■ **WORK INSTRUCTIONS**:
Down to the last line, output the records below exactly.

■ **DATA SECTION**:
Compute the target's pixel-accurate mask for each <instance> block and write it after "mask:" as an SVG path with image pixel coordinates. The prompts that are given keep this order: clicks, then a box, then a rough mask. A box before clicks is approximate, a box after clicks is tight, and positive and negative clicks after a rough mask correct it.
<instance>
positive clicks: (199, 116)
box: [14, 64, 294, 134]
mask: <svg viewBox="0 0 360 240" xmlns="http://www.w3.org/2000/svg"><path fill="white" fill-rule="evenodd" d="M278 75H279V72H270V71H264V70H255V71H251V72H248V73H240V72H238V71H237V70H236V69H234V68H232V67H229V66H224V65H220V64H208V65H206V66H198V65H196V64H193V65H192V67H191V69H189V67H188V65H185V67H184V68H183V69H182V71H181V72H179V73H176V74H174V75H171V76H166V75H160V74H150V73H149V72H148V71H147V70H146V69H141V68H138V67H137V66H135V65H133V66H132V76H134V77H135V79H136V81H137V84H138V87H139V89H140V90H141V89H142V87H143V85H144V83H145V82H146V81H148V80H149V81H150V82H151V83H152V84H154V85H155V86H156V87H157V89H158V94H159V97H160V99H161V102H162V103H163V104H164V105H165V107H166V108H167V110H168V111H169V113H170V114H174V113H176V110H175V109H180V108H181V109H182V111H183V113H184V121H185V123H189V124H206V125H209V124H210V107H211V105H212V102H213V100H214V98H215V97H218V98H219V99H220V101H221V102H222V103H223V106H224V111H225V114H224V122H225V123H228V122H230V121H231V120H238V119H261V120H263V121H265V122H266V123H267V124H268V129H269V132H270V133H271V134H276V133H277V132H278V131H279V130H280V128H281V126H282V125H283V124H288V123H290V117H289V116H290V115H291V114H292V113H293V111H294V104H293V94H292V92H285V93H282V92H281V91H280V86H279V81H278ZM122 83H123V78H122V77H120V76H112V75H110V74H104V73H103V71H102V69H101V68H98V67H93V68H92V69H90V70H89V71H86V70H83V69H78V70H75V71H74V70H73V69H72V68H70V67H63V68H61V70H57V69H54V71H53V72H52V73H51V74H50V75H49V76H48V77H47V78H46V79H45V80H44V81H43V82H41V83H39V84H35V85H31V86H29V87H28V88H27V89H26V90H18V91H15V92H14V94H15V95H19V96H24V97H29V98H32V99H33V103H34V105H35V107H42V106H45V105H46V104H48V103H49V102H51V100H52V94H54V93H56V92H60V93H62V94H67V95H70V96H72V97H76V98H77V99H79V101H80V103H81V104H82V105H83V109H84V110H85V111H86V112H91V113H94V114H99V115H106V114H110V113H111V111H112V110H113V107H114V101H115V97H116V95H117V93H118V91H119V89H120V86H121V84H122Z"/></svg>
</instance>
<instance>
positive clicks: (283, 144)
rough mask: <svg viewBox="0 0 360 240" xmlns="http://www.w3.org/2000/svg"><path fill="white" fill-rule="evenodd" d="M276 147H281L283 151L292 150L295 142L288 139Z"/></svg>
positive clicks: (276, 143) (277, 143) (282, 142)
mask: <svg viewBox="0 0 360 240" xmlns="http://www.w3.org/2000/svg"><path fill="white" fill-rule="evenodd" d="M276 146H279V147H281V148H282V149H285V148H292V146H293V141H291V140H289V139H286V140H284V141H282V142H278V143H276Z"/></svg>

■ **ANSWER SPACE**:
Compute the target's pixel-accurate mask for each <instance> block and write it after "mask:" as an SVG path with image pixel coordinates. The prompts that are given keep this order: clicks, then a box, then a rough mask. A box before clicks is approximate, a box after clicks is tight, and positive and negative clicks after a rough mask correct it.
<instance>
positive clicks: (199, 116)
box: [14, 64, 294, 134]
mask: <svg viewBox="0 0 360 240" xmlns="http://www.w3.org/2000/svg"><path fill="white" fill-rule="evenodd" d="M278 75H279V72H270V71H264V70H255V71H251V72H248V73H240V72H238V71H237V70H236V69H234V68H232V67H229V66H224V65H220V64H208V65H206V66H198V65H196V64H193V65H192V67H191V69H189V67H188V65H185V67H184V68H183V69H182V71H181V72H179V73H176V74H174V75H171V76H166V75H160V74H150V73H149V72H148V71H147V70H146V69H141V68H138V67H137V66H135V65H133V66H132V76H134V77H135V79H136V81H137V84H138V87H139V89H140V90H141V89H142V87H143V85H144V83H145V82H146V81H148V80H149V81H150V82H151V83H152V84H154V85H155V86H156V87H157V89H158V94H159V97H160V99H161V102H162V103H163V104H164V105H165V107H166V108H167V110H168V111H169V113H170V114H174V113H176V110H175V109H180V108H181V109H182V111H183V113H184V121H185V123H189V124H206V125H209V124H210V107H211V105H212V102H213V100H214V98H215V97H218V98H219V99H220V101H221V102H222V103H223V106H224V111H225V114H224V122H225V123H228V122H230V121H231V120H238V119H261V120H263V121H265V122H266V123H267V124H268V129H269V132H270V133H271V134H276V133H277V132H278V131H279V130H280V128H281V126H282V125H283V124H288V123H290V117H289V116H290V115H291V114H292V113H293V111H294V104H293V94H292V92H285V93H282V92H281V91H280V86H279V81H278ZM122 83H123V78H122V77H120V76H112V75H110V74H104V73H103V71H102V69H101V68H98V67H93V68H92V69H90V70H89V71H86V70H83V69H78V70H75V71H74V70H73V69H72V68H70V67H63V68H61V70H57V69H54V71H53V72H52V73H51V74H50V75H49V76H48V77H47V78H46V79H45V80H44V81H43V82H41V83H39V84H35V85H31V86H29V87H28V88H27V89H26V90H18V91H15V92H14V94H15V95H19V96H24V97H29V98H32V99H33V103H34V105H35V107H42V106H45V105H46V104H48V103H49V102H51V100H52V94H54V93H56V92H60V93H62V94H67V95H70V96H72V97H76V98H77V99H79V101H80V103H81V104H82V105H83V109H84V110H85V111H86V112H91V113H94V114H99V115H106V114H110V113H111V111H112V110H113V107H114V101H115V97H116V95H117V93H118V91H119V89H120V86H121V84H122Z"/></svg>
</instance>
<instance>
positive clicks: (283, 144)
rough mask: <svg viewBox="0 0 360 240" xmlns="http://www.w3.org/2000/svg"><path fill="white" fill-rule="evenodd" d="M276 147H281L283 151L292 150L295 142L288 139Z"/></svg>
positive clicks: (276, 143) (277, 143) (282, 142)
mask: <svg viewBox="0 0 360 240" xmlns="http://www.w3.org/2000/svg"><path fill="white" fill-rule="evenodd" d="M276 146H279V147H281V148H282V149H285V148H292V146H293V141H291V140H289V139H286V140H284V141H282V142H278V143H276Z"/></svg>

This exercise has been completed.